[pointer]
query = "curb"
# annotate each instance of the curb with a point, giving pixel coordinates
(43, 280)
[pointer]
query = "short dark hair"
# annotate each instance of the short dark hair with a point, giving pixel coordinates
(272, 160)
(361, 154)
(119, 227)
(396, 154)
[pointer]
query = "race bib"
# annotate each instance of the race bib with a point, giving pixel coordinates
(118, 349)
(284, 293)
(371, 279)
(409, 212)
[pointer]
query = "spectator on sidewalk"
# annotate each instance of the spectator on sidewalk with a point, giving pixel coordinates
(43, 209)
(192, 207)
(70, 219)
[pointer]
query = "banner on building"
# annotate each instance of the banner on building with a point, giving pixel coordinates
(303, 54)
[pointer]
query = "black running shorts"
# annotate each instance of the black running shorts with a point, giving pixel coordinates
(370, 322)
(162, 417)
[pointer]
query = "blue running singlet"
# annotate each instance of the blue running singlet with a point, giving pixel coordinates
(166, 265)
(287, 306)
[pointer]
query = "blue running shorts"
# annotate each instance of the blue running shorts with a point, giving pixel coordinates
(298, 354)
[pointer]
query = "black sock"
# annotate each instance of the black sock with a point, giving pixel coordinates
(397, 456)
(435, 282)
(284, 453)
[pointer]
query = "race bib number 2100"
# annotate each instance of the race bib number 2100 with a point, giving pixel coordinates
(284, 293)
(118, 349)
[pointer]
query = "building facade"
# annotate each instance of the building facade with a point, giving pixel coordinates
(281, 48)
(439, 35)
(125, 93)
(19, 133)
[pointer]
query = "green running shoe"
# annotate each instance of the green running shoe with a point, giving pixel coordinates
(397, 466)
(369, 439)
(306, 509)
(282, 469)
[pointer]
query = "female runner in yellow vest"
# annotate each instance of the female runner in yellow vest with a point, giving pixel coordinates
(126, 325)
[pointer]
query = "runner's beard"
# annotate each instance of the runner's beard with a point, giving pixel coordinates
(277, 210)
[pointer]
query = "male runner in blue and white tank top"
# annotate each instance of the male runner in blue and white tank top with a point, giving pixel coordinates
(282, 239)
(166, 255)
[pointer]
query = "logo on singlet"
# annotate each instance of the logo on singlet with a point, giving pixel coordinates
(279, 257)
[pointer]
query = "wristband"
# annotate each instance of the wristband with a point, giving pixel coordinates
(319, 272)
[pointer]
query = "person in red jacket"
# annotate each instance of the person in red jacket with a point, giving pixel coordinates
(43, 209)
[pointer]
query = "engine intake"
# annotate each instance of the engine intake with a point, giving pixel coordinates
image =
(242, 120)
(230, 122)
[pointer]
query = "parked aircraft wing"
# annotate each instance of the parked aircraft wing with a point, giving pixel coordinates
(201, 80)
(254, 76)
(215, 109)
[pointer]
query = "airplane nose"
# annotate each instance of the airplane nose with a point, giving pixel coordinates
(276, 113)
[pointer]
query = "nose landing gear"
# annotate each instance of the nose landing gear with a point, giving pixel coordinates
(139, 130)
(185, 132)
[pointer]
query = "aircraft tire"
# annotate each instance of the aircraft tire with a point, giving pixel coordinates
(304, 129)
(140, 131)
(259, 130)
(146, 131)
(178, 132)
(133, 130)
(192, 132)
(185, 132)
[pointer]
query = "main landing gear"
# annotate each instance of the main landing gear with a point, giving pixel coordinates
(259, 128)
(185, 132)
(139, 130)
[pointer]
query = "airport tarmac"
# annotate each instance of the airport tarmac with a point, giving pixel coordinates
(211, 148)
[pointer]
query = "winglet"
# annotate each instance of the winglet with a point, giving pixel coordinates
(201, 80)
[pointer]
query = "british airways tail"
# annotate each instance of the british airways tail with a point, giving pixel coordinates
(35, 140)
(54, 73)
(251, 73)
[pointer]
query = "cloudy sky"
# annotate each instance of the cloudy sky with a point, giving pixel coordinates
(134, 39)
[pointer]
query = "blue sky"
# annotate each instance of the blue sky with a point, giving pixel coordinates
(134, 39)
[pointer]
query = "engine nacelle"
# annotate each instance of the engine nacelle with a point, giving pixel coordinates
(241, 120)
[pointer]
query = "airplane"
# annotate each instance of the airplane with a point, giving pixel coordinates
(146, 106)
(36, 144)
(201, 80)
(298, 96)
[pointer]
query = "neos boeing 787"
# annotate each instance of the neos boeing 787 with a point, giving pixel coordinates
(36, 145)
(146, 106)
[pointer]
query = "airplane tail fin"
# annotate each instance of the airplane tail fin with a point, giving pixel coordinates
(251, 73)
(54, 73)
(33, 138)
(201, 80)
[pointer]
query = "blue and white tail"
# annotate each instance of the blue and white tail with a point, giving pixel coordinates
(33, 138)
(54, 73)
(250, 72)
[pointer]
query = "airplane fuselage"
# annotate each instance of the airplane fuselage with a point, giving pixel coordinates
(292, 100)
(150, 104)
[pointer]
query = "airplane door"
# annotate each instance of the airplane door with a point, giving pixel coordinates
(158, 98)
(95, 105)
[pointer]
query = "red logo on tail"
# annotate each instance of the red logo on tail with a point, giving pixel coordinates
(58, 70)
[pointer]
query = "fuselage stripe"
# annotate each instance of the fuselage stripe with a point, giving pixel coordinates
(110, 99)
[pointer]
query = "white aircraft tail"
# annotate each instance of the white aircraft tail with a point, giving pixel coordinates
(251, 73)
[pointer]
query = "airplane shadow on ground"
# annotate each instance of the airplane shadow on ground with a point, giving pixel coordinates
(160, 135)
####
Directions for this task
Counting only lines that contain "intake", say how many there are in the material above, and add nothing.

Solution for this exercise
2